_WHAT YOU SHOULD DO_
Repeat every line of the material below exactly.

_DATASET CONTENT_
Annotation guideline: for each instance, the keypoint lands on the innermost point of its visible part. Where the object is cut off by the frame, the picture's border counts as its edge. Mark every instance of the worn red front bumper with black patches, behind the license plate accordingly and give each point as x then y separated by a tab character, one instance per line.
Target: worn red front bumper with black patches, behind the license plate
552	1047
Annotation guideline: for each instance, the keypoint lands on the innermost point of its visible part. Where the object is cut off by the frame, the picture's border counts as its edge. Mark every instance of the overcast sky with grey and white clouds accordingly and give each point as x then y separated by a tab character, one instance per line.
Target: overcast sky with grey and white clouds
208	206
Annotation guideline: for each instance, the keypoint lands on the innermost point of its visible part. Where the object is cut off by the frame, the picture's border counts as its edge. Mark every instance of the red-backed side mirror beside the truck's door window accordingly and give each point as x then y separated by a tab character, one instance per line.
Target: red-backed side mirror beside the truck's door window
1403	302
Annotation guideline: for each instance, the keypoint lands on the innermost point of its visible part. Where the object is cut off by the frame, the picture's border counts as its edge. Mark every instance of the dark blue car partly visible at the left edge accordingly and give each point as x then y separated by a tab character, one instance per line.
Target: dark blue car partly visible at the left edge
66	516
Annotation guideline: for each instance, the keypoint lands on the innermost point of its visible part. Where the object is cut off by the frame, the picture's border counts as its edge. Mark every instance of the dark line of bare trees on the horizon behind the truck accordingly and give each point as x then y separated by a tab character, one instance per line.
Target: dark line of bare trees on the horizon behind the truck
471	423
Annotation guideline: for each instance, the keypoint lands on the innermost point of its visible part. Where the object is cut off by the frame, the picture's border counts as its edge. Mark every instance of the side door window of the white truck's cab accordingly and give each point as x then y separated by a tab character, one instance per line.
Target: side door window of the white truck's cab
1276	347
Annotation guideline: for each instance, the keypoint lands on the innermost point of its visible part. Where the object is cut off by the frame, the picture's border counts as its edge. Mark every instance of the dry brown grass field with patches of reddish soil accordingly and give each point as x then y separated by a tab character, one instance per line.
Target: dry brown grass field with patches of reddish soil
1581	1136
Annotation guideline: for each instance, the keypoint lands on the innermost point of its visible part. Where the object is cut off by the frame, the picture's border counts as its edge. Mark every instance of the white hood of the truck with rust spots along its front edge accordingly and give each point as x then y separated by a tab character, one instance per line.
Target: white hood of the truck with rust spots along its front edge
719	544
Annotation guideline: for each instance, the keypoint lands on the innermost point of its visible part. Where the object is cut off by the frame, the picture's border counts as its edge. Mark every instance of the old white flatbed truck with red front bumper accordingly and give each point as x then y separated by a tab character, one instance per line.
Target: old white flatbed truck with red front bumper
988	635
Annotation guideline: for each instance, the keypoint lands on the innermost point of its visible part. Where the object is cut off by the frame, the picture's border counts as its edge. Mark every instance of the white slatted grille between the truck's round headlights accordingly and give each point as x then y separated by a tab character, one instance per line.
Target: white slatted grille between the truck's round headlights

_SOLUTION TO THIS PROBLEM_
Annotation guideline: for each instance, the keypoint lands on the innermost point of its visible part. Where the object is cut off by the frame, the picture's border counts as its edge. Mark every instance of the worn red front bumper with black patches, behind the license plate accordingly and give each point as x then y separated by a tab character, one instance per line.
Target: worn red front bumper with black patches, behind the license plate
552	1047
Annotation guideline: for each instance, the keypoint lands on the innermost point of its visible part. Where the object is cut off by the frame, the picture's border counts as its edge. Mark every instance of the overcast sky with grey and white clouds accordingly and give each point as x then y separated by a tab character, one instance per line.
Target: overcast sky with grey and white clouds
208	206
Annotation guideline: for each instance, the keypoint lands on the innermost point of its visible part. Where the object is cut off by the frame, the picture's border counts as its edge. Mark every instance of the red-backed side mirror beside the truck's door window accordingly and give each point as x then y separated by a tab character, one instance per line.
Target: red-backed side mirror beside the truck's door window
1403	302
Annotation guideline: for each instance, the keypoint lands on the innermost point of its visible part. Where the object is cut off by the frame, the picture's border counts as its edge. Mark every instance of the dark blue car partly visible at the left edge accordingly and give each point as x then y separated by a tab character, one instance per line.
Target: dark blue car partly visible at the left edge
66	516
Annotation guideline: for each instance, the keypoint lands on the innermost point of its visible part. Where the object is cut off by the frame, the picture's border counts as its edge. Mark every instance of the dark line of bare trees on the horizon behind the truck accordingly and give each point as x then y separated by a tab character, one instance per line.
Target: dark line of bare trees on the horizon behind the truck
471	423
Annotation guideline: for each instance, the keypoint lands on the innermost point of its visible part. Where the object is cut off by the frame, the picture's border counts as its edge. Mark every instance of the side door window of the white truck's cab accordingly and give each point as x then y separated by a tab character, one instance per line.
Target: side door window of the white truck's cab
1276	347
Annotation guideline: for each instance, the keypoint lands on the innermost point of its visible part. Where the object is cut off by the frame, the picture's border counts as its edge. Mark every instance of the dry brown grass field with patches of reddish soil accordingly and give each point as x then y separated by a tab character, one instance per line.
Target: dry brown grass field with patches of reddish soil
1581	1136
Annotation guideline: for each instance, the keypoint lands on the innermost point of its visible part. Where the object is cut off by the frame, the picture's border counts as its edge. Mark every instance of the white hood of the truck with rust spots along its front edge accordingly and give each point as x then y separated by a tab character, one instance per line.
Target: white hood of the truck with rust spots along its front edge
719	544
Annotation guideline: for each instance, the keypoint lands on the innermost point of its visible part. Where the object is cut off by the frame, the picture's border counts as its edge. Mark every instance of the old white flatbed truck with red front bumper accordingly and give each point as x then y separated by a tab character, one instance per line.
Target: old white flatbed truck with red front bumper
988	635
Annotation guideline: for each instance, the keypoint lands on the innermost point of its visible part. Where the object is cut off by the frame, the picture's border counts as its edge. Mark every instance of the white slatted grille between the truck's round headlights accordingly and give each point as x then y separated by a tab character, one instance per line.
Target: white slatted grille between the truck's round headlights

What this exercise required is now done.